> _THE REQUEST_
Put every line of the records below into a numbered list, skipping blank lines and leaving the pictures out.

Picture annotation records

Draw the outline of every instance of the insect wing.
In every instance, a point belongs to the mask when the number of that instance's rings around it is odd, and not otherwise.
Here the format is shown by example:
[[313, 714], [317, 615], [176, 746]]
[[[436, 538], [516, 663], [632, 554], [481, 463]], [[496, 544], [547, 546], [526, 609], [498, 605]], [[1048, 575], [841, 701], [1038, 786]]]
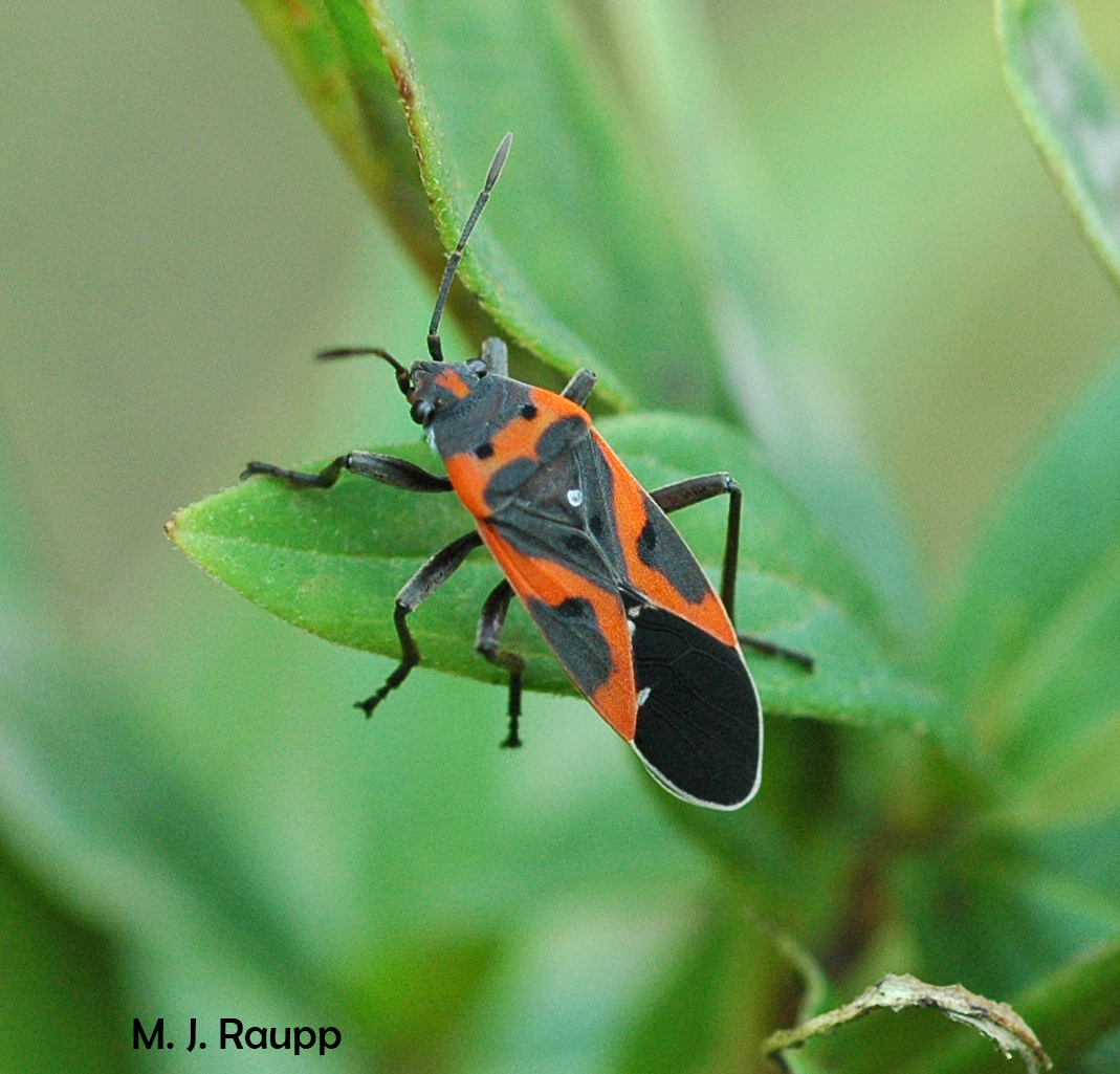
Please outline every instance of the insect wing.
[[[534, 392], [534, 394], [536, 394]], [[758, 787], [762, 708], [683, 539], [586, 423], [495, 471], [479, 531], [577, 688], [679, 797], [736, 809]]]

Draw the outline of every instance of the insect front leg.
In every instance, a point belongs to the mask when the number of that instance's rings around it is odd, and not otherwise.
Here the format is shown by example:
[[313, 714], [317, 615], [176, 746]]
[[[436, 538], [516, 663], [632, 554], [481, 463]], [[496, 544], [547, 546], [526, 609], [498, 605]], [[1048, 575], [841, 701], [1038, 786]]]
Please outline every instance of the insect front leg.
[[376, 455], [372, 451], [348, 451], [328, 463], [318, 474], [304, 474], [299, 470], [287, 470], [271, 463], [250, 463], [241, 473], [241, 479], [263, 474], [267, 477], [279, 477], [293, 488], [330, 488], [343, 470], [349, 470], [358, 477], [368, 477], [412, 493], [446, 493], [451, 491], [451, 483], [446, 477], [429, 474], [422, 467], [405, 459], [396, 459], [391, 455]]
[[373, 716], [373, 710], [385, 700], [389, 691], [395, 690], [404, 682], [409, 672], [420, 663], [420, 650], [409, 629], [408, 617], [439, 589], [463, 566], [468, 553], [482, 543], [483, 539], [477, 530], [465, 533], [447, 548], [440, 549], [405, 582], [404, 588], [396, 595], [393, 609], [393, 626], [396, 627], [396, 636], [401, 641], [401, 662], [376, 693], [364, 701], [354, 702], [355, 709], [362, 709], [366, 717]]
[[482, 616], [478, 619], [478, 632], [475, 635], [475, 648], [492, 664], [497, 664], [498, 667], [504, 667], [510, 672], [510, 734], [502, 743], [503, 749], [512, 749], [521, 745], [521, 738], [517, 735], [517, 720], [521, 718], [521, 676], [525, 671], [524, 659], [502, 648], [498, 644], [512, 597], [513, 587], [503, 579], [486, 598]]
[[[735, 578], [739, 569], [739, 522], [743, 514], [743, 489], [739, 483], [730, 474], [704, 474], [702, 477], [689, 477], [683, 482], [673, 485], [665, 485], [650, 493], [653, 502], [661, 507], [665, 514], [680, 511], [682, 507], [691, 507], [693, 504], [703, 503], [713, 496], [727, 495], [729, 497], [727, 506], [727, 540], [724, 544], [724, 566], [720, 572], [719, 599], [727, 609], [727, 617], [735, 623]], [[738, 633], [738, 632], [737, 632]], [[813, 670], [813, 657], [805, 653], [799, 653], [793, 648], [785, 648], [765, 638], [755, 637], [753, 634], [738, 634], [739, 641], [744, 645], [767, 656], [784, 656], [800, 664], [806, 671]]]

> _CORRECT ANSWER_
1. Draw the outline of every instance of the insect wing.
2. In every instance, a point belongs to the mask when the number of that instance's rings around it is odd, and not otherwise.
3. Here the format is shown by example:
4. [[313, 714], [317, 615], [176, 746]]
5. [[[436, 538], [516, 663], [632, 554], [481, 463]], [[496, 544], [547, 546], [526, 609], [498, 605]], [[1048, 575], [841, 701], [1038, 786]]]
6. Please outline every instance of the insect wing.
7. [[[534, 392], [534, 394], [536, 394]], [[758, 787], [762, 708], [683, 539], [586, 423], [495, 471], [479, 531], [577, 688], [679, 797], [736, 809]]]
8. Draw the outline of every instance of the insect front leg.
9. In every instance, a point belongs to the mask when the number of that instance's rings around it is odd, and not otherwise.
10. Here the format is shown by example:
11. [[313, 714], [317, 615], [176, 746]]
12. [[[436, 538], [516, 663], [632, 554], [481, 463]], [[496, 544], [547, 546], [526, 609], [498, 605]], [[1048, 575], [841, 701], [1038, 786]]]
13. Please outline every instance of the insect front leg.
14. [[376, 455], [372, 451], [348, 451], [328, 463], [318, 474], [304, 474], [299, 470], [287, 470], [271, 463], [250, 463], [241, 473], [241, 479], [263, 474], [267, 477], [279, 477], [293, 488], [330, 488], [343, 470], [349, 470], [358, 477], [368, 477], [412, 493], [446, 493], [451, 491], [451, 483], [446, 477], [429, 474], [422, 467], [405, 459], [396, 459], [391, 455]]
15. [[373, 716], [373, 710], [385, 700], [389, 691], [395, 690], [404, 682], [409, 672], [420, 663], [420, 650], [409, 629], [408, 617], [439, 589], [463, 566], [468, 553], [482, 543], [483, 539], [477, 530], [465, 533], [447, 548], [440, 549], [405, 582], [404, 588], [396, 595], [393, 609], [393, 626], [396, 627], [396, 636], [401, 641], [401, 662], [376, 693], [364, 701], [354, 702], [355, 709], [362, 709], [366, 717]]
16. [[482, 616], [478, 619], [478, 632], [475, 635], [475, 648], [492, 664], [497, 664], [498, 667], [504, 667], [510, 672], [510, 734], [502, 743], [503, 749], [512, 749], [521, 745], [521, 738], [517, 735], [517, 720], [521, 718], [521, 676], [525, 671], [524, 659], [502, 648], [498, 644], [512, 597], [513, 587], [503, 579], [486, 598]]
17. [[[735, 578], [739, 569], [739, 522], [743, 514], [743, 489], [739, 483], [730, 474], [704, 474], [702, 477], [689, 477], [683, 482], [673, 485], [665, 485], [650, 493], [653, 502], [661, 507], [665, 514], [680, 511], [682, 507], [691, 507], [693, 504], [703, 503], [713, 496], [727, 495], [729, 497], [727, 506], [727, 540], [724, 544], [724, 566], [720, 572], [719, 599], [727, 609], [727, 617], [735, 623]], [[738, 633], [738, 632], [737, 632]], [[813, 670], [813, 657], [805, 653], [799, 653], [793, 648], [785, 648], [765, 638], [755, 637], [753, 634], [738, 634], [739, 641], [744, 645], [767, 656], [784, 656], [800, 664], [806, 671]]]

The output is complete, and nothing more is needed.